Write out the lines of the entries below, from the line containing "Category: hand gripping bamboo pole" through the last line of the entries, with no changes.

Items listed in a dataset:
◆ ◆ ◆

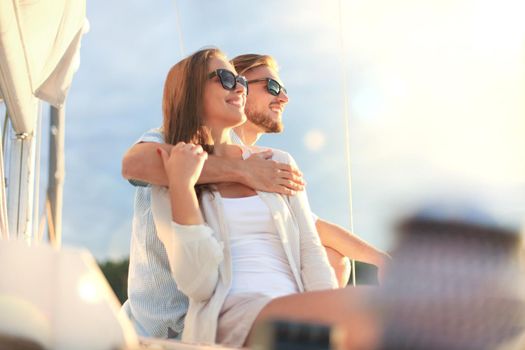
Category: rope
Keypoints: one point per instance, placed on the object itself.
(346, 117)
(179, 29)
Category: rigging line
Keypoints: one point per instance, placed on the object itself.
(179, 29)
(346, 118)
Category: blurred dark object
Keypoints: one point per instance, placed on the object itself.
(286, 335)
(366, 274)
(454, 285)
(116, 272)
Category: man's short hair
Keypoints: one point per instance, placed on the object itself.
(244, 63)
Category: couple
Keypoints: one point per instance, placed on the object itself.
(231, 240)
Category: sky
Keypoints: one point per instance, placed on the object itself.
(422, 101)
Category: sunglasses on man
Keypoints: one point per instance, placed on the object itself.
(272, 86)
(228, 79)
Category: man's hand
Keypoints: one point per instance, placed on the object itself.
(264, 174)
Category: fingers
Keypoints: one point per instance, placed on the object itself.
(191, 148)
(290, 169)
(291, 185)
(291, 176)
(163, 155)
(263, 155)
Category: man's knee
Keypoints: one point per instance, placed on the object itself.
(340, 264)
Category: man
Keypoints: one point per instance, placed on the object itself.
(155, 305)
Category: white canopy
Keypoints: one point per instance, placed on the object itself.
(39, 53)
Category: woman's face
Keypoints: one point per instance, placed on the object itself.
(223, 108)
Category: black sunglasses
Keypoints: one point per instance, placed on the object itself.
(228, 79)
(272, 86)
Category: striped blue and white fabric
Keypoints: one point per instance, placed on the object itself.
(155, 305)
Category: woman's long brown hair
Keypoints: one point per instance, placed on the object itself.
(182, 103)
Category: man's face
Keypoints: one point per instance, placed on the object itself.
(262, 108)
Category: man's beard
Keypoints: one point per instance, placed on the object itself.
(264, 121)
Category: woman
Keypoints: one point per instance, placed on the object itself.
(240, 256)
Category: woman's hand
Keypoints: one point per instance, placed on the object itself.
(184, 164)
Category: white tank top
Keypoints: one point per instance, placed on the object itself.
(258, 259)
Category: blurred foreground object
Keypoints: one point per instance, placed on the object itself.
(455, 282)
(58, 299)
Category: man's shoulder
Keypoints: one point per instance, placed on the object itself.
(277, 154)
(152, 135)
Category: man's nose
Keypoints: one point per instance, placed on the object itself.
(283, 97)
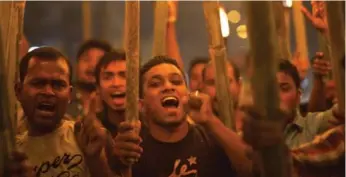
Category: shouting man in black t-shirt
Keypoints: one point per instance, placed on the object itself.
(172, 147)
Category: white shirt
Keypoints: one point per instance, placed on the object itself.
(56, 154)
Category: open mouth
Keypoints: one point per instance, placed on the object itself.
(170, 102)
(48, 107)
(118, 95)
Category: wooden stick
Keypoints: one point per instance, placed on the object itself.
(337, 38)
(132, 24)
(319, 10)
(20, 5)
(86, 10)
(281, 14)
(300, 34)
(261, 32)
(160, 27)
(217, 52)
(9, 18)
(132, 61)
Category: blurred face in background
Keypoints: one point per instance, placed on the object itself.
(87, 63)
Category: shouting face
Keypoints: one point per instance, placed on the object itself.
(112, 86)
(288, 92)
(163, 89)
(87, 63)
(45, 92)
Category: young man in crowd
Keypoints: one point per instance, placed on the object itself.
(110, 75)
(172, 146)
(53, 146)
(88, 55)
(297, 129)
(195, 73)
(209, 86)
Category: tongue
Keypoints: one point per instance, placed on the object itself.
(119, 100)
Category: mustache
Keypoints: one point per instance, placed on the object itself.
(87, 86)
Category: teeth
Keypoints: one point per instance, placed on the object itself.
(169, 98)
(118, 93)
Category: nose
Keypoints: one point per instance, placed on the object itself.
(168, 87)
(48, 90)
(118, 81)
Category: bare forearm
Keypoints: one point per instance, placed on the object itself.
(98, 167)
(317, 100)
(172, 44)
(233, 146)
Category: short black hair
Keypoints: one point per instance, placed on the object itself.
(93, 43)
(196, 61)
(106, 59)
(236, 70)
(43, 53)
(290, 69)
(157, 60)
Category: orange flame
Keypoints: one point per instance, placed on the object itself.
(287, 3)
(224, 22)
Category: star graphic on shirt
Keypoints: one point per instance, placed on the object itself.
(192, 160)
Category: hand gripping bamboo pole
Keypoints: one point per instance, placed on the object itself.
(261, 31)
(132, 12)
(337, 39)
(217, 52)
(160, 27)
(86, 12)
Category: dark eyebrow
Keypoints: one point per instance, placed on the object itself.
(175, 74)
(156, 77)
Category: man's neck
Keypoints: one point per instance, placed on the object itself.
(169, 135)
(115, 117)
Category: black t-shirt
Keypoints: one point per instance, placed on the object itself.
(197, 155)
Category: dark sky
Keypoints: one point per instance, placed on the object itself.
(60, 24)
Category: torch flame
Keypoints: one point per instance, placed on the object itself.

◆ ◆ ◆

_RESULT:_
Category: hand gripping bamboo pole
Keypoints: one point per instance, placed on the object itself.
(261, 31)
(132, 12)
(337, 39)
(217, 52)
(160, 27)
(86, 12)
Category: dark eyebrow
Keypoints: one point per instance, placed on the object itself.
(175, 74)
(156, 77)
Category: man's neck
Keypoints: one point per instance, placed on the object itself.
(169, 135)
(115, 117)
Category: black t-shirt
Keypoints: one point per instance, placed on the object itself.
(197, 155)
Category: dark sky
Keypoints: one point per instance, placed on the object itself.
(60, 24)
Category: torch flame
Keypoints: one point per instance, placed on the object itself.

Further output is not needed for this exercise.